**ACTIVITY**
Return only the lines from the top of the material through the line marked by "TARGET = white stone church wall", unaltered.

**DATA TO USE**
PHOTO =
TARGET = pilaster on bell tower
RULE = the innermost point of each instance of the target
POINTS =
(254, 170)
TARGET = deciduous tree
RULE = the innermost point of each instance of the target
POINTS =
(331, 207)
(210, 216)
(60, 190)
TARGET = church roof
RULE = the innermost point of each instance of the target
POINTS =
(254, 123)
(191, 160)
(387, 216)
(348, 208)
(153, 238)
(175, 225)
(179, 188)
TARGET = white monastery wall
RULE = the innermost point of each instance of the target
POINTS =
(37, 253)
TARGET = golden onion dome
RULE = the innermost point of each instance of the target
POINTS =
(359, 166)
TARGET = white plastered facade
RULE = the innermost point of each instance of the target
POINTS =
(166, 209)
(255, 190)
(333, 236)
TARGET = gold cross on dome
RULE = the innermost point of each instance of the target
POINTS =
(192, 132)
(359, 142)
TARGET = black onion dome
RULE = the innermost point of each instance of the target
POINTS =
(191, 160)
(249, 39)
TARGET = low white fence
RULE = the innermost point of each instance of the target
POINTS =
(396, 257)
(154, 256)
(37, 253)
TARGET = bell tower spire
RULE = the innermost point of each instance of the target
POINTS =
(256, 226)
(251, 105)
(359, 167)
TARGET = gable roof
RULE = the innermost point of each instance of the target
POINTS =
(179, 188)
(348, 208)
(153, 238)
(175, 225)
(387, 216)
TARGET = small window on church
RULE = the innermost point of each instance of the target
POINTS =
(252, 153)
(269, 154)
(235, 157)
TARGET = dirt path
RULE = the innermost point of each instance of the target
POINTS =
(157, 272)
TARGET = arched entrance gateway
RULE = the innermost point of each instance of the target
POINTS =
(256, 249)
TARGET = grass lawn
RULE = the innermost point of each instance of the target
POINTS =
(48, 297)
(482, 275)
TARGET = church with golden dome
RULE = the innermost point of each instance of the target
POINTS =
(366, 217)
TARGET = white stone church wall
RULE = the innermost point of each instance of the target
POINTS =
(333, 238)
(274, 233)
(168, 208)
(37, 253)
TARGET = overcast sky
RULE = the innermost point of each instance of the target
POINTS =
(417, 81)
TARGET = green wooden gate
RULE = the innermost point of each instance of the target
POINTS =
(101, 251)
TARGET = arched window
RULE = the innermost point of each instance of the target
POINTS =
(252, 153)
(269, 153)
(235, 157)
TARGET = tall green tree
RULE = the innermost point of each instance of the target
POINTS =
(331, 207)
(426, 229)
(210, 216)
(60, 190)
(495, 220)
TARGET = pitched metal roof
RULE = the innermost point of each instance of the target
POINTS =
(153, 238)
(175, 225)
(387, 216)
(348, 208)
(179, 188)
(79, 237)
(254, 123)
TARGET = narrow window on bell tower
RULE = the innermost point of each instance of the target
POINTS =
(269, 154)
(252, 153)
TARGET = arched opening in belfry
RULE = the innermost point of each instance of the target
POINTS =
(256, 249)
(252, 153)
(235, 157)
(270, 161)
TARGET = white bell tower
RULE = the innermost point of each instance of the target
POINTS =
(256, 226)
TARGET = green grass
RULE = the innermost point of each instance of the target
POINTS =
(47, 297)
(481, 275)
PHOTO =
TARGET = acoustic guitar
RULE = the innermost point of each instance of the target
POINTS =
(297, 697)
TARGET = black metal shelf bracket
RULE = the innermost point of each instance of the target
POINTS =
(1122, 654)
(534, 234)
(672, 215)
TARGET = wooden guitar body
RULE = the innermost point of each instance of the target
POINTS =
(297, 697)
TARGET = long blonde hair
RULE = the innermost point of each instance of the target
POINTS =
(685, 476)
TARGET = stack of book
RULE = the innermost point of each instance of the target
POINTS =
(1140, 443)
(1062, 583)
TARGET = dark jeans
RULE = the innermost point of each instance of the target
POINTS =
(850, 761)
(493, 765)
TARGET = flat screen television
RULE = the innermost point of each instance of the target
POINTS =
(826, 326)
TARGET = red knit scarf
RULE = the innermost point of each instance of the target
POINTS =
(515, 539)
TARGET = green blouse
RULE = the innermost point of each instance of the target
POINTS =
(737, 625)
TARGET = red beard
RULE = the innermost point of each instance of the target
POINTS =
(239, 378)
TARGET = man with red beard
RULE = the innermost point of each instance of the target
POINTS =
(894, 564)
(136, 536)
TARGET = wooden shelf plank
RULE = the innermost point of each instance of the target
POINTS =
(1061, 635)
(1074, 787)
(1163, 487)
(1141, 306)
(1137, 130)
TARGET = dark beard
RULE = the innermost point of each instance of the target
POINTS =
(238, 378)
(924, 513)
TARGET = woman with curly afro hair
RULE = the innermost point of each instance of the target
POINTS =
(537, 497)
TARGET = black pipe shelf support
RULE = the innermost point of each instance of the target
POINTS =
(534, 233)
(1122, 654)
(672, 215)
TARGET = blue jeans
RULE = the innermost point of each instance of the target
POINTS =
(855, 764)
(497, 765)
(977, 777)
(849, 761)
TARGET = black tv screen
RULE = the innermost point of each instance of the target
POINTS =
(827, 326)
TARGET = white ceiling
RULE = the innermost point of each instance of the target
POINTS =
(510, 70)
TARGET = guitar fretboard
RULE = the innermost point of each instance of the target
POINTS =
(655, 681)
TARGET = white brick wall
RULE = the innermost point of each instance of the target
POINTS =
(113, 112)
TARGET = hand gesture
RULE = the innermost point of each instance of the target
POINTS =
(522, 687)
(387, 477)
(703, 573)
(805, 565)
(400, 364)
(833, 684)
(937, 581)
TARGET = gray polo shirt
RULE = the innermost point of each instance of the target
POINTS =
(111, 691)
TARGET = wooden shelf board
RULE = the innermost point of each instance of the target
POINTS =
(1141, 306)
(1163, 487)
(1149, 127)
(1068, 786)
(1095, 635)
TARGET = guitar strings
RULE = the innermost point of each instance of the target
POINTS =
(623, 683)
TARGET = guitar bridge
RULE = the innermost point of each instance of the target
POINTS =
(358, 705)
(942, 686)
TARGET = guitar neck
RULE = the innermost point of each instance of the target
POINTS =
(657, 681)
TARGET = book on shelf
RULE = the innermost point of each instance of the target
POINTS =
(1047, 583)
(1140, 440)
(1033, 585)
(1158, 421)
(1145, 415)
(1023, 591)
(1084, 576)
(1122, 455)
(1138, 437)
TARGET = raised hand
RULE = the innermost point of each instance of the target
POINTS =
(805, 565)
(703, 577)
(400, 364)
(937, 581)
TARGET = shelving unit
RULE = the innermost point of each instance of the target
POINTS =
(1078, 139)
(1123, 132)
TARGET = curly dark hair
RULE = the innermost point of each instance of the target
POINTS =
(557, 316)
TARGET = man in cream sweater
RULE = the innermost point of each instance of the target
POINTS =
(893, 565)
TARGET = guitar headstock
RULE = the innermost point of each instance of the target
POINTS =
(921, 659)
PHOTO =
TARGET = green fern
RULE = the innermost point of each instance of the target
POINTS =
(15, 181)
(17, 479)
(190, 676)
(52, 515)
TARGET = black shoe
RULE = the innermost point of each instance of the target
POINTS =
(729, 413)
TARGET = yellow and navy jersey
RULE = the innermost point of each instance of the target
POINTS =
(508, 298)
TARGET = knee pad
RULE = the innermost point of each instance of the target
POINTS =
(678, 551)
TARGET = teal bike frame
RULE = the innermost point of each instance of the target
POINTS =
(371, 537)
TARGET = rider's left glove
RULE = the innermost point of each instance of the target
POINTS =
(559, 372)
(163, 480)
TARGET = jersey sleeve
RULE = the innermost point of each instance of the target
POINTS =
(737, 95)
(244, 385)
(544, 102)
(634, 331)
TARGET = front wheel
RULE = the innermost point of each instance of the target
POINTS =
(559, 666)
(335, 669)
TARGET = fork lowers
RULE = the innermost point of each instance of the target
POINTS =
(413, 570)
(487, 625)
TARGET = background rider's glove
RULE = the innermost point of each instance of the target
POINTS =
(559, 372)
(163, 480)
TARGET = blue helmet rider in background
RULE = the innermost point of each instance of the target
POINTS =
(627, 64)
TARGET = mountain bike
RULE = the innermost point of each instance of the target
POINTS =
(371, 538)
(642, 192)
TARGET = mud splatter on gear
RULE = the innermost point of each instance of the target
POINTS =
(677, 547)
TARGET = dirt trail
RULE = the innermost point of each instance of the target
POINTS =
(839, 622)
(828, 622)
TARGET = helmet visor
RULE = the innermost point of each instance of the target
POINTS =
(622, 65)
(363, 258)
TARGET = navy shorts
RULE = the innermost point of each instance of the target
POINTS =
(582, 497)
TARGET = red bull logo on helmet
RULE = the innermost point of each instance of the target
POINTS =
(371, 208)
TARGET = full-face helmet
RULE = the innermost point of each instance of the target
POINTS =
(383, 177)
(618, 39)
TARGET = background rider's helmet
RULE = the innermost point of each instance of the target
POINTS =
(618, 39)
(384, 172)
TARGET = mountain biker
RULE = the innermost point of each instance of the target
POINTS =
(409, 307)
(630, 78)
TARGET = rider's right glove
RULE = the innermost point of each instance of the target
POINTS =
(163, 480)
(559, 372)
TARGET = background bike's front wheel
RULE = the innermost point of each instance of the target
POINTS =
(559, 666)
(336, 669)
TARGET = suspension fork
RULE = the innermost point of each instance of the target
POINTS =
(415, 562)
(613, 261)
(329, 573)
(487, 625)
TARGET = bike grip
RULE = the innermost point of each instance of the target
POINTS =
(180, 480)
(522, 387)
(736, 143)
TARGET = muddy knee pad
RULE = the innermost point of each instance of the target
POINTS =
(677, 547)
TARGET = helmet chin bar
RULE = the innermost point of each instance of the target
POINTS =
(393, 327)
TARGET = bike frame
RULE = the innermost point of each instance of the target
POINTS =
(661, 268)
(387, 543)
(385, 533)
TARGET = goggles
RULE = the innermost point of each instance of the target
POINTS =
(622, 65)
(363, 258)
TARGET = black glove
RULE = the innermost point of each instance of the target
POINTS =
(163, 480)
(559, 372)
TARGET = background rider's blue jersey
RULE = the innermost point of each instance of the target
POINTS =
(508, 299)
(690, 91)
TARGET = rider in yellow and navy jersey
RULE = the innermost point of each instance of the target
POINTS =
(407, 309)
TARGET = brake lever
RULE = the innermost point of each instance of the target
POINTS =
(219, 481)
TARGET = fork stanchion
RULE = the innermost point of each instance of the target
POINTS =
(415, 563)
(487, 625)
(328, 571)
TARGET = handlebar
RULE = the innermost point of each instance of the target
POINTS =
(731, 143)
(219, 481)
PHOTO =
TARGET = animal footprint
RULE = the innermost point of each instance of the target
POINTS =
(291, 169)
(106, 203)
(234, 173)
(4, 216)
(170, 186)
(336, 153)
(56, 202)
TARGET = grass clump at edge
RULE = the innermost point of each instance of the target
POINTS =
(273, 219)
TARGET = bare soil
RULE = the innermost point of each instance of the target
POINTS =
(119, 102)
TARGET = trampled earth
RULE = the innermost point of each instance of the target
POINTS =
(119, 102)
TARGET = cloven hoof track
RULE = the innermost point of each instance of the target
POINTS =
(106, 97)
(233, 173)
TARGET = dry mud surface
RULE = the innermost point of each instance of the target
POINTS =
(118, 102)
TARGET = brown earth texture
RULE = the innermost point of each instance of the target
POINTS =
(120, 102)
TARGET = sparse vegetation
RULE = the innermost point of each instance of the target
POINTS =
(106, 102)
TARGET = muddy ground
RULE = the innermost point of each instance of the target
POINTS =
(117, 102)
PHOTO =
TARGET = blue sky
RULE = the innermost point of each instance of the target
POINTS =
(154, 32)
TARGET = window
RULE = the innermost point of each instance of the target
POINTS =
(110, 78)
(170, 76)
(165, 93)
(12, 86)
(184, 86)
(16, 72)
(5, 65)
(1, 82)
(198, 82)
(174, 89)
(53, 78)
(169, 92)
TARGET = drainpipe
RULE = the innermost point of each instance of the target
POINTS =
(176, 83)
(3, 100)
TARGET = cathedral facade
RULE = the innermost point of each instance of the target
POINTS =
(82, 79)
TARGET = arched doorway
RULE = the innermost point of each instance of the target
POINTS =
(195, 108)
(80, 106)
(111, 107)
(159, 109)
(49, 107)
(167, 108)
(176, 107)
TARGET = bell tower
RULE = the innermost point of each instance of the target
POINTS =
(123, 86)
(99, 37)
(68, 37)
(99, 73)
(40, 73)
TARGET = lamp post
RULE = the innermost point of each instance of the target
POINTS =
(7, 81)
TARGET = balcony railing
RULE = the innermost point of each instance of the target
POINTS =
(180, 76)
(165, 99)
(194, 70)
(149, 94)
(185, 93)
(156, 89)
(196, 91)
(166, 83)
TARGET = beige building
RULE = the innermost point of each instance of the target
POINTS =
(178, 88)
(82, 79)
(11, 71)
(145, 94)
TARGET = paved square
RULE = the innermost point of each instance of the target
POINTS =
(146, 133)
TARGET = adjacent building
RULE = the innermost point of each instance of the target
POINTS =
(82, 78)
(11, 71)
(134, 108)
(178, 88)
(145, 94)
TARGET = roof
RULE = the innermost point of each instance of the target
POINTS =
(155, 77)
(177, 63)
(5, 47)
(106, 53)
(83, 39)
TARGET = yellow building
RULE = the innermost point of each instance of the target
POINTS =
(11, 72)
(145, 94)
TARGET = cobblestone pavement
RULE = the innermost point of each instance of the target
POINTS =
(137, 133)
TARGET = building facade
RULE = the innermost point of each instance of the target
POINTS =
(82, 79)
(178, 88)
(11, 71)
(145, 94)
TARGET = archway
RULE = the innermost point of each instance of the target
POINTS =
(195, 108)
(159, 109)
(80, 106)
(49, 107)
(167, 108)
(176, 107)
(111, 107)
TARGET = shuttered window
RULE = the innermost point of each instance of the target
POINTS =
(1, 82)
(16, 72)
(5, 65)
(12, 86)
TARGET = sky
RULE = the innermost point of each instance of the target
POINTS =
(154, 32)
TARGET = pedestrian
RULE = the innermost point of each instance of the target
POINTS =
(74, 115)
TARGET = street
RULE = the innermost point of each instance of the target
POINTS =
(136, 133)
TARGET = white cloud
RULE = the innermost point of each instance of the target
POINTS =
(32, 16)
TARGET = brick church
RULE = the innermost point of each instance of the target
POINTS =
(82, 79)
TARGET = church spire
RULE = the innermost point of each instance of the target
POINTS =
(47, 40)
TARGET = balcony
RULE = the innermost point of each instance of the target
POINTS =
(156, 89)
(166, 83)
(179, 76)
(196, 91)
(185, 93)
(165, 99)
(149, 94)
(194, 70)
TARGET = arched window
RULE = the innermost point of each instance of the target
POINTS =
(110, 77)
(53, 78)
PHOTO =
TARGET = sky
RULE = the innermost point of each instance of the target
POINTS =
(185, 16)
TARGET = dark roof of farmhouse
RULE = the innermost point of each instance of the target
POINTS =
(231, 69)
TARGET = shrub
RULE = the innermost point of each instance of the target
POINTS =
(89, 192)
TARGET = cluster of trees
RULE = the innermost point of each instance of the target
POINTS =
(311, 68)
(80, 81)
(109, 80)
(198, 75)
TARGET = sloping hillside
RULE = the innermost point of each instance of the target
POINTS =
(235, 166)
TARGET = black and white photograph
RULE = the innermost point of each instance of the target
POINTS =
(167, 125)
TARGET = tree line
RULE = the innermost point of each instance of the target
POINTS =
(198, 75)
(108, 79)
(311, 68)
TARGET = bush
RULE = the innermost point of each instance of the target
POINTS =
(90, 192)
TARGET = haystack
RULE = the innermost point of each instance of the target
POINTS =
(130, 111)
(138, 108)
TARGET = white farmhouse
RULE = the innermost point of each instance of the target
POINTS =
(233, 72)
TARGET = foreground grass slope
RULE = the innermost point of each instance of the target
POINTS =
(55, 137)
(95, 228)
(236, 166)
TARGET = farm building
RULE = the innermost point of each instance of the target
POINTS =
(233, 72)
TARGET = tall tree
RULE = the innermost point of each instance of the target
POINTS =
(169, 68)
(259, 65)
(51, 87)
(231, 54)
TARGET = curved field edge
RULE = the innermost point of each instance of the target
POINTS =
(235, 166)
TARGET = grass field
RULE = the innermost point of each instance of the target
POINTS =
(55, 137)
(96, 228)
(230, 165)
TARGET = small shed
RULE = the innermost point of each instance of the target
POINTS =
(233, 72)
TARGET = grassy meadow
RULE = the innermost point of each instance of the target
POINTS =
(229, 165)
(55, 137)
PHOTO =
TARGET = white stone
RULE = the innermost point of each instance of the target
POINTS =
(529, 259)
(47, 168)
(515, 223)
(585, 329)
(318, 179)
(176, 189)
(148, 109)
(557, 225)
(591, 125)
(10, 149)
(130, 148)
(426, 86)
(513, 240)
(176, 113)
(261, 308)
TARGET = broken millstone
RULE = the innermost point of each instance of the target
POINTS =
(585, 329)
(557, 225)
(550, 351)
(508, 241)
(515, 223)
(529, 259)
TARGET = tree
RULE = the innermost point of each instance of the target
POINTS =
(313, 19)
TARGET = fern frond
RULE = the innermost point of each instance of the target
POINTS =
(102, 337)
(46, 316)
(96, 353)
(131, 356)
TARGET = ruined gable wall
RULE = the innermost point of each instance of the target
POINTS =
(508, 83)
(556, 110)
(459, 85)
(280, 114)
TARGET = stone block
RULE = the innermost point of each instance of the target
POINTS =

**REPLY**
PHOTO =
TARGET = pilaster on bell tower
RULE = the innermost point of each instance of the target
POINTS =
(254, 170)
TARGET = deciduous tree
RULE = the innermost point of each instance of the target
POINTS =
(331, 207)
(210, 216)
(60, 190)
TARGET = church roof
RULE = the innermost point of each instance of the target
POINTS =
(254, 123)
(191, 160)
(387, 216)
(348, 208)
(153, 238)
(175, 225)
(179, 188)
TARGET = white monastery wall
RULE = the innermost point of each instance of the target
POINTS =
(37, 253)
TARGET = golden onion dome
RULE = the innermost point of each instance of the target
POINTS =
(359, 166)
TARGET = white plastered facade
RULE = the innermost point of each instance of the target
POINTS =
(166, 209)
(255, 190)
(333, 236)
TARGET = gold cross on dome
RULE = the innermost point of each instance of the target
POINTS =
(192, 132)
(359, 142)
TARGET = black onion dome
RULE = the innermost point of each instance of the target
POINTS =
(191, 160)
(249, 39)
TARGET = low white fence
RULE = the innermost point of each instance of the target
POINTS =
(396, 257)
(154, 256)
(37, 253)
TARGET = bell tower spire
RULE = the innermost point of each instance of the target
POINTS =
(256, 226)
(251, 105)
(359, 167)
TARGET = gable roof
RULE = the innermost point of each instance of the target
POINTS =
(179, 188)
(348, 208)
(153, 238)
(175, 225)
(387, 216)
TARGET = small window on church
RULE = the innermost point of each instance of the target
POINTS =
(252, 153)
(269, 154)
(235, 157)
TARGET = dirt path
RULE = the innermost point of each instance of the target
POINTS =
(157, 272)
TARGET = arched entrance gateway
RULE = the innermost point of each instance of the target
POINTS =
(256, 249)
TARGET = grass lawn
RULE = the innermost point of each instance of the target
POINTS =
(48, 297)
(482, 275)
TARGET = church with golden dome
RULE = the innermost point of each instance of the target
POINTS =
(366, 217)
TARGET = white stone church wall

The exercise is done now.